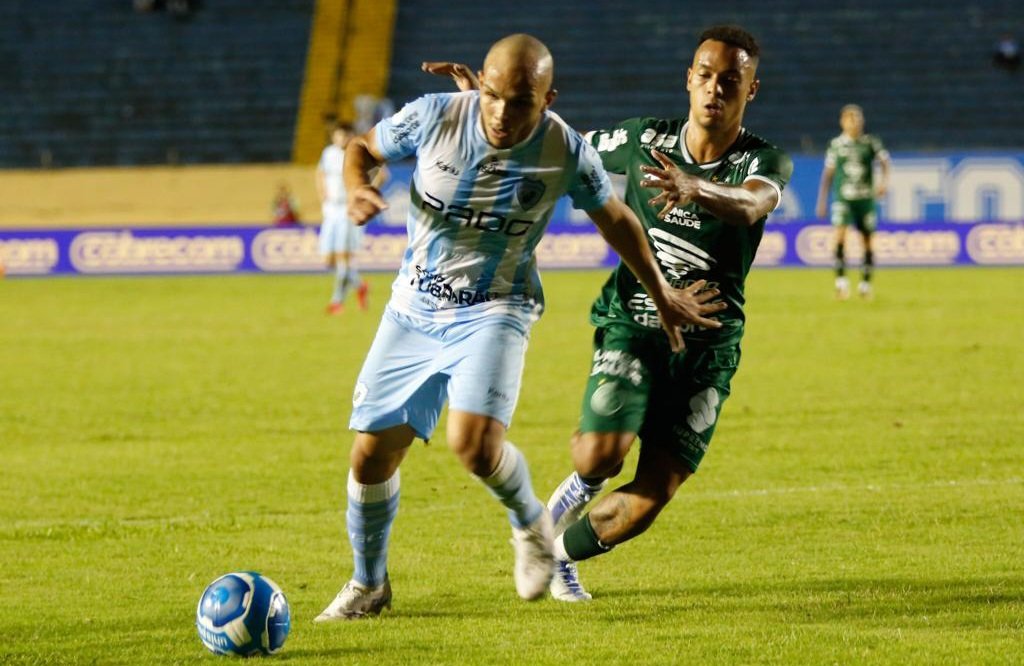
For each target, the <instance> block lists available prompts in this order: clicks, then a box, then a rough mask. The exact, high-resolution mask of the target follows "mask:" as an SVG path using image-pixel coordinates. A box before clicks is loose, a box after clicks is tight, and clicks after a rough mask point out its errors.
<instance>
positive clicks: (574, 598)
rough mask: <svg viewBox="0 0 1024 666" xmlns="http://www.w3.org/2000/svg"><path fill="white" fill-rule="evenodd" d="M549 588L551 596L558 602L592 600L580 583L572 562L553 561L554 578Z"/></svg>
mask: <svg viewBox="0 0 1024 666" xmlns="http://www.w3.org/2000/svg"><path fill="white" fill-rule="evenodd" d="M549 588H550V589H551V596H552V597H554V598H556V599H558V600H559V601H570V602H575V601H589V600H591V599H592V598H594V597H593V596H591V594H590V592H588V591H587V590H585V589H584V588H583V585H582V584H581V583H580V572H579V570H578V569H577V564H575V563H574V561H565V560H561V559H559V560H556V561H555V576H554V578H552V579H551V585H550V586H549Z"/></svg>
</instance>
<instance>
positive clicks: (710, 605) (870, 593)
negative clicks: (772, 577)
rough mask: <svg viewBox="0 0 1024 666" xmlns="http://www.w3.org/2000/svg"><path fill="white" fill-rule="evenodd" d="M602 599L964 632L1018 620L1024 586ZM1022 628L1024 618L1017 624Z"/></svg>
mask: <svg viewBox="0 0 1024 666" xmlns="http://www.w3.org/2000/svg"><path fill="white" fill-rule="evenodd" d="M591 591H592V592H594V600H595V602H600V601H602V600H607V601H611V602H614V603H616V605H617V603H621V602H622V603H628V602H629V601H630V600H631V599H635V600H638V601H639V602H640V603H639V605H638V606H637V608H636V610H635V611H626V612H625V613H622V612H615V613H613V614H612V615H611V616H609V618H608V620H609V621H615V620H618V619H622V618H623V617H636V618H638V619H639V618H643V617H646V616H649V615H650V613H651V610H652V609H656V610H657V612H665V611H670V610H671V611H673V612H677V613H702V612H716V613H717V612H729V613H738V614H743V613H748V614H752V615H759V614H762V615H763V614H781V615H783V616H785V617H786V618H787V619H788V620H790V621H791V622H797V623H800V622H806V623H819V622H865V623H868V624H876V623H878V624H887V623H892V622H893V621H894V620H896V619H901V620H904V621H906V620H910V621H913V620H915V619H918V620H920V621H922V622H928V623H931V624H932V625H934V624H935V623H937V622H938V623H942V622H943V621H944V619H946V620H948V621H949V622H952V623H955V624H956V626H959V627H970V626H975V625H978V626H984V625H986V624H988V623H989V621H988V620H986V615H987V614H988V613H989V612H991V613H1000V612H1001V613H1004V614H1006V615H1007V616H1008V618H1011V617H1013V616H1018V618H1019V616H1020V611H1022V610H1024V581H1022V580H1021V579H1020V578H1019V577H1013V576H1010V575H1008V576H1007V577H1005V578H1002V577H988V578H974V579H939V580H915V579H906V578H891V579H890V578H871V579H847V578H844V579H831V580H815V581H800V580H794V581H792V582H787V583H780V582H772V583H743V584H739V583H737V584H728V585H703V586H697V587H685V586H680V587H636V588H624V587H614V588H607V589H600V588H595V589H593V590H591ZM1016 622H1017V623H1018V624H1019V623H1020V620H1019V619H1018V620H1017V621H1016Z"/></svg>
----
Work to be completed >> Determine how many lines above contain "clicks" as a word or string. Give the number alone.

Answer space >> 4